> _EXERCISE PROMPT_
Repeat the whole of the data, keeping every detail the same.

> _Point localization data_
- Opening Delimiter -

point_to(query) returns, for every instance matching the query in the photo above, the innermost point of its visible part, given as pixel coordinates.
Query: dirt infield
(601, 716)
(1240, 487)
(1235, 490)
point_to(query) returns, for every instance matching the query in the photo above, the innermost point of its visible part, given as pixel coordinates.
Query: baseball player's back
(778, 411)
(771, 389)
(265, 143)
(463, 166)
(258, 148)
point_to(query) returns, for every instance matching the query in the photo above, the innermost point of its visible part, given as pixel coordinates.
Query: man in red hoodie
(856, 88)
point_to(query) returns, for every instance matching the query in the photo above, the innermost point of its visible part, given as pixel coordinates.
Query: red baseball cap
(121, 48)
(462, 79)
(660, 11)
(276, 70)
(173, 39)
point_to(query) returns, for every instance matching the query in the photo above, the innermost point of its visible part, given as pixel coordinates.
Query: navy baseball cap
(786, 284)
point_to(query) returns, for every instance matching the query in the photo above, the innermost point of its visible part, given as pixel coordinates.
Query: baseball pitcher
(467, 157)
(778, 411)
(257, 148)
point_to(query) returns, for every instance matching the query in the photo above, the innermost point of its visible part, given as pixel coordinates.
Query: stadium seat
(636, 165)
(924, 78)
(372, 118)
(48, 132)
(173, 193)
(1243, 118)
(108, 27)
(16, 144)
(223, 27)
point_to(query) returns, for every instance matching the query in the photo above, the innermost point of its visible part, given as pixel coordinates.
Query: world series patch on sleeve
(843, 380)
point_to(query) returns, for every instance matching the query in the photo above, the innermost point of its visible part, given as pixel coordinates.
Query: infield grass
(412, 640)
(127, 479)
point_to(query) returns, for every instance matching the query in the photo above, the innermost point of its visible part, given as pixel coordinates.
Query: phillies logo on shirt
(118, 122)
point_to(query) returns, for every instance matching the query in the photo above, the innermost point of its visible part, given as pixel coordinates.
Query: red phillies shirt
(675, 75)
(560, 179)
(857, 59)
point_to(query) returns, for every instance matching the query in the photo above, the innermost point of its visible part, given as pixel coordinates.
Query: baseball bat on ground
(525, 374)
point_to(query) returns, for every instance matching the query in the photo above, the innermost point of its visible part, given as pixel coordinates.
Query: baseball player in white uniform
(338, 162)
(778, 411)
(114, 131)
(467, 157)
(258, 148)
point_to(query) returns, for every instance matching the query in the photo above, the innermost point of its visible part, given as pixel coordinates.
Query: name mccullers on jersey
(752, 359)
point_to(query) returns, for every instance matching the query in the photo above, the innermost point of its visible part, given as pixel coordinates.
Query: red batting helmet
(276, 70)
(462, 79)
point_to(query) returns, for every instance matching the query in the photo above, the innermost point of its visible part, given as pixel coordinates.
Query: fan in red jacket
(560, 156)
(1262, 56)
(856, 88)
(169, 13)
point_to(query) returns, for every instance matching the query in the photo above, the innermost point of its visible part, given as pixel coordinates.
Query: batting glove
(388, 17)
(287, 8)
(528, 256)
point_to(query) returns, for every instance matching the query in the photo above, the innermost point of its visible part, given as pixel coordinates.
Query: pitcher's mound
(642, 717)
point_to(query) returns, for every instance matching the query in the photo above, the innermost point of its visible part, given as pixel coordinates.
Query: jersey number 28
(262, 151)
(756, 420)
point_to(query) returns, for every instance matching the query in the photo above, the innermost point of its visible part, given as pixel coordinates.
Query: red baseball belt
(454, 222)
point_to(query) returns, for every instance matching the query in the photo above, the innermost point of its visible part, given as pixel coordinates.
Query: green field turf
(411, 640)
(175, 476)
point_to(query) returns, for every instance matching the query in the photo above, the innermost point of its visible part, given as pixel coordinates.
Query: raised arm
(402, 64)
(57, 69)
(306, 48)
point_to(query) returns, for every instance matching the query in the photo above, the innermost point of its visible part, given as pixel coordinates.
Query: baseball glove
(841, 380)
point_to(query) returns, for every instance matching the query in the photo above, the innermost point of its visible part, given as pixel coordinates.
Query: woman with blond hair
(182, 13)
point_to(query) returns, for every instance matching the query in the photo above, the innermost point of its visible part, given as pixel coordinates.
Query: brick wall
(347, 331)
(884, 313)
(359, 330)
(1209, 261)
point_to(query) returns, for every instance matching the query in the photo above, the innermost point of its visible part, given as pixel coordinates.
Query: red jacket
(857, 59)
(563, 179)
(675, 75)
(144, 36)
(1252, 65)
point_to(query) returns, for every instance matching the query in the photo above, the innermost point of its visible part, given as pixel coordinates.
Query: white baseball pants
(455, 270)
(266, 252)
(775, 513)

- Closing Delimiter -

> _SOLUTION TO THIS TASK_
point_to(query) returns, for every instance matching the query in the photo above, the innermost point of its visible part, given as pixel coordinates.
Query: dirt infield
(601, 716)
(1240, 487)
(1235, 490)
point_to(query) returns, for every instance matching the query in the photo above, the innermost point of its visible part, given as pixel coordinates.
Query: baseball player's back
(778, 411)
(771, 389)
(265, 143)
(463, 166)
(258, 148)
point_to(query) returns, for every instance matching the query in the photo above, the innermost point of its visible part, given as pixel coordinates.
Query: man in red hoodie
(856, 88)
point_to(query) returns, for every instance matching the query in the photo above, the innermost point of its visible part, given as pixel coordinates.
Query: red baseball cap
(121, 48)
(462, 79)
(660, 11)
(276, 70)
(173, 39)
point_to(query) returns, for every instance matching the query in the photo above, the innermost point of its visible part, given as pixel coordinates.
Query: navy baseball cap
(786, 284)
point_to(query) returns, for every instance matching the query in the photo above, the innermost point of its visible part, given as pixel coordinates.
Query: baseball pitcher
(467, 157)
(778, 411)
(257, 148)
point_to(query) returns, for every instance matching the query in the photo above, the innermost point of its visible part, given as pixel coordinates.
Query: stadium seat
(636, 165)
(924, 78)
(372, 118)
(48, 132)
(173, 193)
(1243, 118)
(108, 27)
(16, 144)
(223, 27)
point_to(query) returns, for every instance matching the query in the photo above, the innermost point of its visible part, given as pixel coordinates.
Query: world series patch on sleeve
(843, 380)
point_to(query) returns, for every instance matching the query in the photo above, the innermost point of its visible part, given as pixel coordinates.
Query: infield grass
(412, 640)
(127, 479)
point_to(query) returns, for every instance matching the query in the photo above, the innermost point of its visible part, given as pixel coordinates.
Query: phillies logo on shirt
(118, 122)
point_to(query) returns, for every instance matching the query in the photo above, the innermost point of its visible part, given as pixel coordinates.
Query: red phillies shirt
(675, 75)
(560, 179)
(857, 59)
point_to(query) returns, for every instance matching the query in the photo above, the innermost point of its visible part, given as pixel coordinates.
Query: baseball bat on ground
(525, 374)
point_to(query) returns, for every instance matching the query in the photo above, the innermost point of its visible part, given as pixel coordinates.
Query: baseball player in white uniform
(338, 162)
(778, 411)
(114, 131)
(467, 157)
(258, 148)
point_to(query) returns, for every instance matching the query in the photo above, the innermost point of its visible part, given as pixel coordinates.
Query: name mccullers on jersey
(752, 359)
point_to(query) returns, for every instance matching the query in the photo above, the innermost point of its visible part, given as pixel coordinates.
Query: red batting helmet
(276, 70)
(462, 79)
point_to(query) returns, for every instance matching the query in the photo above, the innermost point of its visible part, given as pixel coordinates.
Query: fan in red jacket
(560, 156)
(1262, 56)
(856, 88)
(169, 13)
point_to(query) returns, for every instance matching the query in the photo above, the innermost point of its visible part, given as pixel coordinates.
Query: batting glove
(388, 17)
(287, 8)
(528, 256)
point_to(query) returns, for every instance matching the query in the photo above, the innermost point of its visible part, given as pixel coordinates.
Query: pitcher's mound
(642, 717)
point_to(query) returns, for every instance matching the query in the photo above, the innermost point of its visible part, given as pixel coordinates.
Query: jersey number 28
(262, 151)
(756, 420)
point_to(query) returns, for every instance matching the query in the photo above, the innermost point of its visible part, given as pixel coordinates.
Query: red baseball belt
(454, 222)
point_to(query) returns, for every instance matching the query in the photo above, the innermost point of its visible part, given as pixel coordinates.
Query: green field turf
(411, 640)
(175, 476)
point_to(query) returns, for every instance matching the query in the photo above, the innermost point of its visible part, given as pixel coordinates.
Query: raised arm
(402, 64)
(57, 69)
(306, 48)
point_to(query) returns, for every instance matching the query in the photo above, the innermost point of its visible part, given as pixel coordinates.
Query: baseball glove
(841, 380)
point_to(query) returns, for every instance matching the query in the photo above, the innermost point of its visible part, given as pixel coordinates.
Query: woman with blond hair
(182, 13)
point_to(query) returns, for every instance matching the query in the photo above, the innermost point of its visible part, given as pixel coordinates.
Query: brick wall
(347, 331)
(884, 313)
(359, 330)
(1209, 261)
point_to(query) returns, for every instance matching the query in the photo above, the innermost point of its visible part, given as pixel coordinates.
Query: red jacket
(857, 59)
(563, 179)
(675, 75)
(144, 36)
(1252, 65)
point_to(query) returns, for every instance matching the query in the photo above, the innermost point of its visible part, given as pixel coordinates.
Query: white baseball pants
(455, 270)
(266, 252)
(775, 513)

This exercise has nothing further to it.